--- SOURCE ---
The key to solving moving train problems is to understand the distance that the needs to be covered or the relative speeds at which the objects are commuting in the problems. Lets take a look at both of these cases and talk about how to solve these types of questions.
If the train is passing a Stationary object, think Distance
- If the problem asks for the time taken by a moving train to pass a pole or standing man or anything similar that basically is a point, you will need to find the time taken by the train to cover the length of the train itself.
- If the problem asks for the time taken by a moving train to pass a bridge or a tunnel or anything that has a length of itself, then the time taken by the train to pass that object will be the length of the train $+$ the length of the object.
If the train is passing a Moving object, think Speed
- If the problem involves $2$ moving objects, you would usually want to calculate the net speed between the two objects. Basically, if the two objects (Object A and Object B) are moving in the same direction, where Object A is moving faster than Object B, you would find the Net speed using the following formula.
$$\text{Net Speed} = \text{Object A} - \text{Object B}$$
Conversely, if the $2$ objects are moving in opposite directions, then their Net Speed is found by adding the two speeds. In other words,
$$\text{Net Speed} = \text{Object A} + \text{Object B}$$
You will come across problems that ask to calculate the time it takes for $2$ moving trains to cross each other. The concept we learned earlier about $T = \frac{D}{S}$ still applies here, but our distance is now the sum of the lengths of the $2$ trains and our speed becomes the Net Speed. We can write this as
$$\text{Time} = \frac{\text{Length of object A + Length of object B}}{\text{Net Speed}}$$
Lets see these ideas in action
Problem 1: A train running at the speed of $60$ mph crosses a pole in $20$ seconds. What is the length of the train in feet?

--- SHORT EXERCISE 1 ---
Translate this sentence from the guide on moving train problems into Spanish: "Conversely, if the 2 objects are moving in opposite directions, then their Net Speed is found by adding the two speeds."
--- SHORT EXERCISE 2 ---
Pick up the guide on moving train problems after its final sentence and carry it forward.

--- STORED RECORDS ---
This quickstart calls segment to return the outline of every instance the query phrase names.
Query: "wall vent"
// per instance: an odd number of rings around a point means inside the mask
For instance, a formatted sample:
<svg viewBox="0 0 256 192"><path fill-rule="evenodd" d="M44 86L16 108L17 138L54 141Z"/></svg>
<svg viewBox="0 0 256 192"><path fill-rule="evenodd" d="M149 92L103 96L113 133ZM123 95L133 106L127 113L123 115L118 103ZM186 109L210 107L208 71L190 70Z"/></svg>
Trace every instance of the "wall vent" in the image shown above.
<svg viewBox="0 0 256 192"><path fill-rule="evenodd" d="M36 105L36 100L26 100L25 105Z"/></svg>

--- FINAL RESULT 1 ---
Por el contrario, si los 2 objetos se mueven en direcciones opuestas, su velocidad neta se obtiene sumando las dos velocidades.

--- FINAL RESULT 2 ---
Solution: We start with the basic $D = S \cdot T$. We know that the speed is $60$ mph, but because our given time to cross the pole is in seconds, we need to convert our speed in miles per second. This brings our speed to $\frac{1}{60}$ miles per second. Plugging it back in, we have $$D = \frac{1\text{ mile}}{60\text{ seconds}} \cdot 20 \text{ seconds} = \frac{1}{3} \text{ mile} = \boxed{1760 \text{ feet}}$$
($1$ mile = $5280$ feet)
Problem 2: $2$ trains of equal length are running on parallel tracks in the same direction at $40$ mph and $30$ mph. The faster train passes the slower train in $30$ seconds. Calculate the lengths of the trains in feet.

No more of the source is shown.